— Begin Entries supplied —

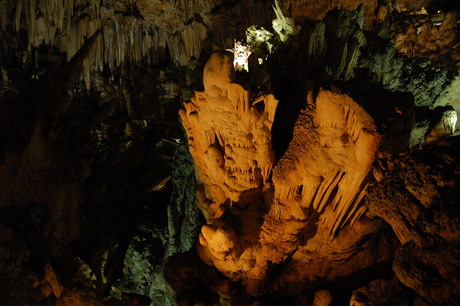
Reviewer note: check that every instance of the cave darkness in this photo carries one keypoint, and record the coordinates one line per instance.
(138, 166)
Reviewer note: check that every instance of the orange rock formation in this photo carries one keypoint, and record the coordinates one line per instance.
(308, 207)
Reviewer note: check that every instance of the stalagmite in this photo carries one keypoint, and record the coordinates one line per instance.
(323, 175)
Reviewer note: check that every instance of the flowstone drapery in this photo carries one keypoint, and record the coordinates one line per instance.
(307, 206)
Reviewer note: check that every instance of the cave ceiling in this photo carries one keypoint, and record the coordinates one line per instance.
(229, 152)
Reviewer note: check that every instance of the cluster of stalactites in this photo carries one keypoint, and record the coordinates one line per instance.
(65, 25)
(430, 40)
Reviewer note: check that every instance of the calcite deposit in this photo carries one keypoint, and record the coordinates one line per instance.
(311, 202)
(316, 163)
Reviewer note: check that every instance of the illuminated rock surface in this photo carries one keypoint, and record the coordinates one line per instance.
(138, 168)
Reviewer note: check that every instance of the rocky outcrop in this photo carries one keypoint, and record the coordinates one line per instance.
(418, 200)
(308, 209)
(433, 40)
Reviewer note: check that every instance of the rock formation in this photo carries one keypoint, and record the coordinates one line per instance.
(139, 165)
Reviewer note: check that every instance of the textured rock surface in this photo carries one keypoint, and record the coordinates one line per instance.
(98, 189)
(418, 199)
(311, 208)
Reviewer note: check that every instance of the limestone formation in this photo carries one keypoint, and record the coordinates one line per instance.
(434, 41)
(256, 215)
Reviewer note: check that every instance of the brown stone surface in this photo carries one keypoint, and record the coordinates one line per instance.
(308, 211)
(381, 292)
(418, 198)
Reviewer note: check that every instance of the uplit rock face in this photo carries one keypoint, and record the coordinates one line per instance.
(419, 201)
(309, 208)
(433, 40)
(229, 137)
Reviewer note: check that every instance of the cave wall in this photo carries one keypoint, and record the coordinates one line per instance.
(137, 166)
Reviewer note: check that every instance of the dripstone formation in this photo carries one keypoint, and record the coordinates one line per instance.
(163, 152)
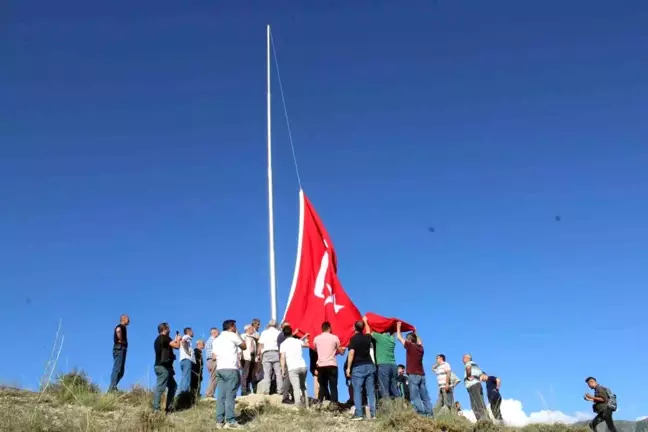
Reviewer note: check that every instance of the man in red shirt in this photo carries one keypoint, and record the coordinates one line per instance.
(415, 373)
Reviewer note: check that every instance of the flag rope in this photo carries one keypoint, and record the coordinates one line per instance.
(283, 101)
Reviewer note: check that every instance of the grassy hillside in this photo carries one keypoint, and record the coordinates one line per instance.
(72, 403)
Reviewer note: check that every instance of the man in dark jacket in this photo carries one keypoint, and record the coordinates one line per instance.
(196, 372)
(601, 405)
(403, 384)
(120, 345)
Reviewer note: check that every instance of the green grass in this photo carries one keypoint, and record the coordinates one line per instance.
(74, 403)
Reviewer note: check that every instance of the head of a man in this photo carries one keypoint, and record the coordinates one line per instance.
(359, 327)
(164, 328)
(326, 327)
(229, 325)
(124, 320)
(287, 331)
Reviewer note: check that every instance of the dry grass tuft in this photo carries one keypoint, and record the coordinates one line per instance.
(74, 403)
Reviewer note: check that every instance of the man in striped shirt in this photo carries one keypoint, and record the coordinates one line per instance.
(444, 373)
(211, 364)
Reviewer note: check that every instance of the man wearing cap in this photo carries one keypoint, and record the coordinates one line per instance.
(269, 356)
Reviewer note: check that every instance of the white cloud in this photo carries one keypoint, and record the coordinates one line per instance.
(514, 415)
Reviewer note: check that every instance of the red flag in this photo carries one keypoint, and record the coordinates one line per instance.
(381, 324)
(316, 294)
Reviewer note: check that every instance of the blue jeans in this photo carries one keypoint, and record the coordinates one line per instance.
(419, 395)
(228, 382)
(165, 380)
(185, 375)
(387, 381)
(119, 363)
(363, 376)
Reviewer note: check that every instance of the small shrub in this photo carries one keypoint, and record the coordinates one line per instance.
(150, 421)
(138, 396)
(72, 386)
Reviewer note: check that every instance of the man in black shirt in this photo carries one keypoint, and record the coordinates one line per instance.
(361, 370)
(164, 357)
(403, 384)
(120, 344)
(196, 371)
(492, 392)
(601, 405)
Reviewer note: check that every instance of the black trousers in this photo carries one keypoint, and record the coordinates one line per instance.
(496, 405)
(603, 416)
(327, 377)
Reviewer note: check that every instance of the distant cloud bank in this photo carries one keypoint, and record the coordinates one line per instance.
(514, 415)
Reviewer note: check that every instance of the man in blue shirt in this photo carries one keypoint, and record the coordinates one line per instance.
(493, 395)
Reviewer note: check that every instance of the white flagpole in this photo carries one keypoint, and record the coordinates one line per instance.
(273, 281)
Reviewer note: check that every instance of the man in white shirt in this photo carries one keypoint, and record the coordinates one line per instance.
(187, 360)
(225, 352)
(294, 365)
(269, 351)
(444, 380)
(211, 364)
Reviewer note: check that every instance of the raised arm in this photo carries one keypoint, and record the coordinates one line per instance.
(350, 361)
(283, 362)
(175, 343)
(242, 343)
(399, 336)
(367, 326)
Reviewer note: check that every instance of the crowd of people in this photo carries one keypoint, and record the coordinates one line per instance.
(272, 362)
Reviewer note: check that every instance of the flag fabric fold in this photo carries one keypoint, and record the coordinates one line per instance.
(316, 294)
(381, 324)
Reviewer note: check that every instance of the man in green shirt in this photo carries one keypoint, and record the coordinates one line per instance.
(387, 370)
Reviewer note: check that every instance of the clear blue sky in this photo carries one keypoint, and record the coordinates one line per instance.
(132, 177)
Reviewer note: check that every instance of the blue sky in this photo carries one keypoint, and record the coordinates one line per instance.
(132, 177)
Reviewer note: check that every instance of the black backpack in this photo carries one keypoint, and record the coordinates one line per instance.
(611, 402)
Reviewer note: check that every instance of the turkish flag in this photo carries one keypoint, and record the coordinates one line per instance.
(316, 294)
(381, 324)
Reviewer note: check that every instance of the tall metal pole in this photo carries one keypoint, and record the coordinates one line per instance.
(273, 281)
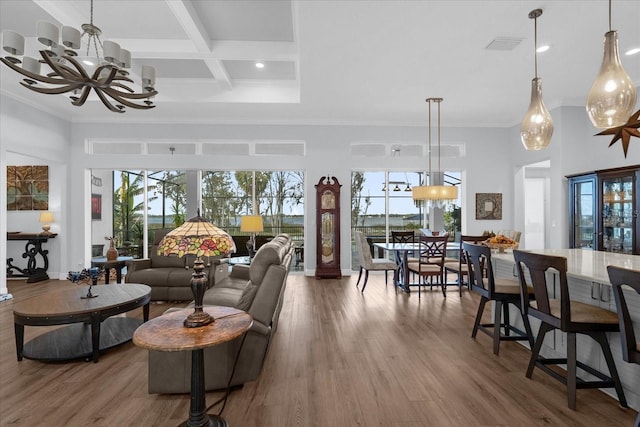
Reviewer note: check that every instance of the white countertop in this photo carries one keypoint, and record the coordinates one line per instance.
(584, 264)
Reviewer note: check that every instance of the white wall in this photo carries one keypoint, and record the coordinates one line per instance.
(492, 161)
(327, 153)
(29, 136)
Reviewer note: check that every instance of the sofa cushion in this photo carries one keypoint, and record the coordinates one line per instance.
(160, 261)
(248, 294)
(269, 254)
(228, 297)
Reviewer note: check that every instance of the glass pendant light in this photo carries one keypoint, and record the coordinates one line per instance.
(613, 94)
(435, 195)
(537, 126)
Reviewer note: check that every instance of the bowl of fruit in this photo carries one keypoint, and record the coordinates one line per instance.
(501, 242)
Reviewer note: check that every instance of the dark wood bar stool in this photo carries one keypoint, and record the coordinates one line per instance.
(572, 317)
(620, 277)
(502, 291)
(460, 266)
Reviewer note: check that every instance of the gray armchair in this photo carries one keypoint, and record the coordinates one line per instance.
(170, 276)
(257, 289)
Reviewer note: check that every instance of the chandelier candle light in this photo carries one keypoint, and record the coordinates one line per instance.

— End Entries supplied —
— Begin Entries supplied —

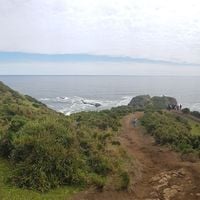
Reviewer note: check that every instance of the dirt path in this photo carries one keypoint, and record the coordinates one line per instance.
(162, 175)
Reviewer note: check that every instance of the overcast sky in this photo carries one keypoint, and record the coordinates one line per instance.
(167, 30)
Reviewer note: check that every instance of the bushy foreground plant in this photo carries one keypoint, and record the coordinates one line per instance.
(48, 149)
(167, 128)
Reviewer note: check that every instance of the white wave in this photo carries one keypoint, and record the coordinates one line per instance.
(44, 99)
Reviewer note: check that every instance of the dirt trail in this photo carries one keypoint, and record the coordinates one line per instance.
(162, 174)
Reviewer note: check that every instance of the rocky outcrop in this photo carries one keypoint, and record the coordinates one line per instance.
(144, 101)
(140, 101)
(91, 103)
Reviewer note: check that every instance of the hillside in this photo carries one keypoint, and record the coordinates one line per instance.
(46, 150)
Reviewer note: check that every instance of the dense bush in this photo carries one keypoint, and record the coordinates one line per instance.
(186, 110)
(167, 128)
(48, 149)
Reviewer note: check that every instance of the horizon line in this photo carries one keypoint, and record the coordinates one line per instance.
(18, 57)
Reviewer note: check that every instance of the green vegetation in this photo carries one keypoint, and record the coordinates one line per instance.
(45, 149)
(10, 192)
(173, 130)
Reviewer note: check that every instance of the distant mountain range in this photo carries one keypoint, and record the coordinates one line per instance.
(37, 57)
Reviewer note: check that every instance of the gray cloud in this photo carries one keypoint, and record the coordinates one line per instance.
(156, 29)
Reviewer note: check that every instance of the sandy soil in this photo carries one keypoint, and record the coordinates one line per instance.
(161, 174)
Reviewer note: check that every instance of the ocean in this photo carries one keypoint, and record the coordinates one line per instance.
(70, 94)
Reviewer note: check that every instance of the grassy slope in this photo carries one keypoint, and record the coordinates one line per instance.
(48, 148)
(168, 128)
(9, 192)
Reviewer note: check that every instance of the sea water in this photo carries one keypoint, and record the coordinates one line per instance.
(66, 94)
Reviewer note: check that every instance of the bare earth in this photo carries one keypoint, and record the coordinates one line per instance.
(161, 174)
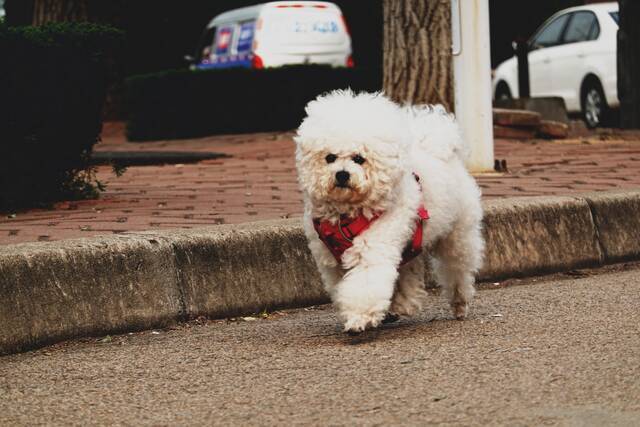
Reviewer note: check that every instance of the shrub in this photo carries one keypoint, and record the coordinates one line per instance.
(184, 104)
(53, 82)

— End Entries supplied —

Your objective
Count the lines in the entries above that contain the string "wall", treating uppercase and lowercase as different. Give only the number.

Exercise result
2